*Given task 1*.
In each of the rows below, swap "pixel pairs" for "pixel coordinates" and write the rows out again with nothing else changed.

*Passage shown*.
────

Yesterday, Anticut 3 marched through downtown Oakland, stopping outside the jail and chanting so loud -- "Inside! Outside! We're all on the same side!" -- and generally making so much noise that prisoners inside could be heard banging on the windows in response. Expect a reportback soon, but for now here's the media's take:
OAKLAND -- A vociferous but peaceful protest turned heads Friday evening as a group of about 100 marched through downtown Oakland in solidarity with Pelican Bay State Prison inmates who are on a hunger strike and the victim of Sunday's BART shooting.Also, be sure to check out the statement that was handed out during the march:
Now, finally, the money is gone. The world has run out of future, used it up, wasted it on the grotesque fantasies of the rich, on technologies of death and alienation, on dead cities. Everywhere the same refrain, the same banners and headlines: there is nothing left for you. From the US to Greece, from Chile to Spain, whatever human face the State might have had: gone. The State is no longer a provider of education or care, jobs or housing. It is just a police force, a prison system, a bureaucracy with guns. . .
Sometimes, maybe, we get treated to some political theater: faked expressions of concern or outrage from the puffy, grimacing faces. But the result is always the same – in Oakland, in Sacramento, in Washington, in the offices of the IMF – whatever the owners of wealth want, they get. The rest of us are sacrificed on the altar of the bottom line.
No money on which to retire after a lifetime of crushing work. No money to go to college. No money for the grade schools and high schools, which every day look more and more like prisons. No money for the people maimed, sickened and driven insane by this unbearable society.
We could go through the new California budget line by line, but you basically already know what it contains. It’s not a budget but a bludgeon. Every line says the same thing: Fuck you. Die.
There is no money. And yet, still, we live in a society of vast, almost obscene wealth: blocks of homes sit empty, mountains of luxury goods glut the shopping emporia, unused factories and equipment gather rust. All of it under the spell of a strange collective hallucination called “property.” All of it protected by cops and the threat of prison. . .
Yes, the money is gone and there is no future. No future for capitalism. All attempts at reform are now as absurd as making home repairs while the rest of the house is on fire.

────

*Supplied data*.
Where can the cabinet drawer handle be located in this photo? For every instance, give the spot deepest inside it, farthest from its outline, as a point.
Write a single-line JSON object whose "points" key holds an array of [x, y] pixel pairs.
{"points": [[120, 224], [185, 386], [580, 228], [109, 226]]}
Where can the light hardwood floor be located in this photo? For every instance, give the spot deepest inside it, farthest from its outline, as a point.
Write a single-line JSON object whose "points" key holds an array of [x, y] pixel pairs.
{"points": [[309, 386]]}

────

*Given task 2*.
From the protest march piece above, extract the passage from "There is no money." up to and including "prison. . .", copied word for word.

*Exercise solution 1*.
Where can the cabinet drawer handle be located in this photo? For every instance, give the spot deepest inside it, farthest from its outline, as a point.
Write a single-line JSON object whose "points" key holds an array of [x, y] pixel coordinates.
{"points": [[120, 224], [185, 386], [580, 228], [109, 226]]}
Where can the light hardwood floor be located in this photo? For every instance, give the spot deepest inside it, farthest from its outline, as a point.
Write a single-line JSON object whose "points" key holds an array of [x, y] pixel coordinates.
{"points": [[309, 386]]}

*Exercise solution 2*.
There is no money. And yet, still, we live in a society of vast, almost obscene wealth: blocks of homes sit empty, mountains of luxury goods glut the shopping emporia, unused factories and equipment gather rust. All of it under the spell of a strange collective hallucination called “property.” All of it protected by cops and the threat of prison. . .